- [Text]
_____

We have 2 papers accepted by AAAI 2026!
We have two papers accepted by AAAI 2026 ! One oral paper contributes to the field of continual learning, addressing the storage burden and data privacy concerns in exemplar-free continual video action recognition. The other paper focuses on large model merging, solving the problem of reasoning capability degradation when integrating long chain-of-thought models with domain-specific models. Detailed information about each publication is provided below.
Paper 1: Rep Deep & Machine Learning: Exemplar-Free Continual Video Action Recognition via Slow-Fast Collaborative Learning
Authors: Xueyi Zhang, Chengwei Zhang, Zheng Li, Xiyu Wang, Siqi Cai, Mingrui Lao, Yanming Guo,Huiping Zhuang
Abstract:
In real-world applications, video action recognition models must continuously learn new action categories while retaining previously acquired knowledge. However, most existing approaches rely on storing historical data for replay,which introduces storage burdens and raises data privacy concerns. To address these challenges, we investigate the problem of Exemplar-Free Continual Video Action Recognition (EF-CVAR) and propose a novel framework named Slow-Fast Collaborative Learning (SFCL). SFCL integrates two complementary learning paradigms: a slow branch based on gradient-driven deep learning, which provides strong adaptability to new tasks, and a fast branch based on analytic learning (e.g., Recursive Least Squares), which efficiently preserves old knowledge without requiring access to past samples. To enable effective collaboration between the two branches, we design the Slow-Fast Dynamic Reparameterization (SFDR) mechanism for adaptive fusion, and the Knowledge Reflection Mechanism (KRM), which mitigates forgetting and task-recency bias via pseudo-feature generation and dual-level knowledge distillation. Extensive experiments on UCF101, HMDB51, and Something-Something V2 demonstrate that SFCL achieves superior performance compared to existing replay-based methods, despite being exemplar-free. Notably, in long-duration continual learning scenarios, SFCL exhibits remarkable robustness, achieving up to a 30.39% improvement in accuracy over baselines while maintaining a low forgetting rate, highlighting its scalability and effectiveness in real-world video recognition tasks.

_____

- [Material provided]
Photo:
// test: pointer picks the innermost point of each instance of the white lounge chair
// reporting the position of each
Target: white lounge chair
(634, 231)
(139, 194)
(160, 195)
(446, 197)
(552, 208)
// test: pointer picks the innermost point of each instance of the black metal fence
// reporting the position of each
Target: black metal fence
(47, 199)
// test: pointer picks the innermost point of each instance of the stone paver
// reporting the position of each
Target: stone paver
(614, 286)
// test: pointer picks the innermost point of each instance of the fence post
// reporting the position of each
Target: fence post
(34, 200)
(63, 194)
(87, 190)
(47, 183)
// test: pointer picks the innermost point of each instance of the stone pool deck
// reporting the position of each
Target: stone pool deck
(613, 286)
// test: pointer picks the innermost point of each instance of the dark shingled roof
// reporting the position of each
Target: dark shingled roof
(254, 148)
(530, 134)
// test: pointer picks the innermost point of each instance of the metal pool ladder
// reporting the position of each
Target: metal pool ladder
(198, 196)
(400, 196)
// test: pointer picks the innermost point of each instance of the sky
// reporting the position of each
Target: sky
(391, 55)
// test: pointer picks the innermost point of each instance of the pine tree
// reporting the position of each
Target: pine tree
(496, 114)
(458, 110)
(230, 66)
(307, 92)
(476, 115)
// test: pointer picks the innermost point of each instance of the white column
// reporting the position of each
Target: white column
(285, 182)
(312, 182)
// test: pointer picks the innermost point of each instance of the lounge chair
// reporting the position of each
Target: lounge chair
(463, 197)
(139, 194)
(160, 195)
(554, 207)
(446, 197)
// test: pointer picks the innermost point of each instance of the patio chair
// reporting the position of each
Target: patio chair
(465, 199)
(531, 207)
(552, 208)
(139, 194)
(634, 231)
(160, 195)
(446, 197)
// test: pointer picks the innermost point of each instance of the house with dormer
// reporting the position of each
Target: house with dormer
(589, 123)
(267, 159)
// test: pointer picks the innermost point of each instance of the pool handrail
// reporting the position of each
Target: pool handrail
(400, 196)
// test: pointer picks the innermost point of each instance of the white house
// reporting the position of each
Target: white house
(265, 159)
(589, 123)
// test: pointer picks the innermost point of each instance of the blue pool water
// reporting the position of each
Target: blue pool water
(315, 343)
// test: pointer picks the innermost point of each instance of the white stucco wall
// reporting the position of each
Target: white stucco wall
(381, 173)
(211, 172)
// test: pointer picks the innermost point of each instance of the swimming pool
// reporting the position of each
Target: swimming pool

_____

- [Tasks to complete]
[1] Answer these about the AAAI 2026 paper announcement:
(a) On which datasets were the experiments for the first paper run?
(b) What problem does the second paper solve?
(c) What is the name of the framework proposed in the first paper?
[2] Decide whether each statement agrees with the AAAI 2026 paper announcement. Answer yes or no for each, and quote the words from the announcement that decide it.
(a) The continual learning paper is an oral paper.
(b) The fast branch of SFCL is based on gradient-driven deep learning.
(c) SFCL reached up to a 30.39% improvement in accuracy over baselines.
[3] Continue the AAAI 2026 paper announcement from the point where it stops.
The lines have no part in this work.

- [Exercise answers]
[1]
(a) UCF101, HMDB51, and Something-Something V2.
(b) The degradation of reasoning capability when long chain-of-thought models are integrated with domain-specific models.
(c) Slow-Fast Collaborative Learning (SFCL).

[2]
(a) Yes: "One oral paper contributes to the field of continual learning"
(b) No: "a fast branch based on analytic learning (e.g., Recursive Least Squares)"
(c) Yes: "achieving up to a 30.39% improvement in accuracy over baselines"

[3]
Overall structure of the proposed method
Paper: [To be added]
Code: [To be added]
Paper 2: RCP-Merging: Merging Long Chain-of-Thought Models with Domain-Specific Models by Considering Reasoning Capability as Prior
Authors: Junyao Yang, Jianwei Wang, Huiping Zhuang, Cen Chen, Zigian Zeng
Abstract:
Large Language Models (LLMs) with long chain of thought (CoT) capability, termed Reasoning Models, demonstrate superior intricate problem-solving abilities through multi-step long CoT reasoning. To create a dual capability model with long CoT capability and domain specific knowledge without substantial computational and data costs, model merging emerges as a highly resource efficient method. However, significant challenges lie in merging domain specific LLMs with long CoT ones since nowadays merging methods suffer from reasoning capability degradation, even gibberish output and output collapse. To overcome this, we introduce RCP Merging: Merging Long Chain of Thought Models with Domain Specific Models by Considering Reasoning Capability as Prior, a novel merging framework designed to integrate domain specific LLMs with long CoT capability, meanwhile maintaining model performance in the original domain. Treating reasoning model weights as foundational prior, our method utilizes a reasoning capability indicator to preserve core long CoT capability model weights while selectively merging essential domain specific weights. We conducted extensive experiments on Qwen2.5 7B, Llama3.1 8B, and Qwen2.5 1.5B models in BioMedicine and Finance domains. Our results show that RCP Merging successfully merges a reasoning model with domain specific ones, improving domain task performance by 9.5% and 9.2% over state of the art methods, without significantly harming the original long CoT reasoning capability.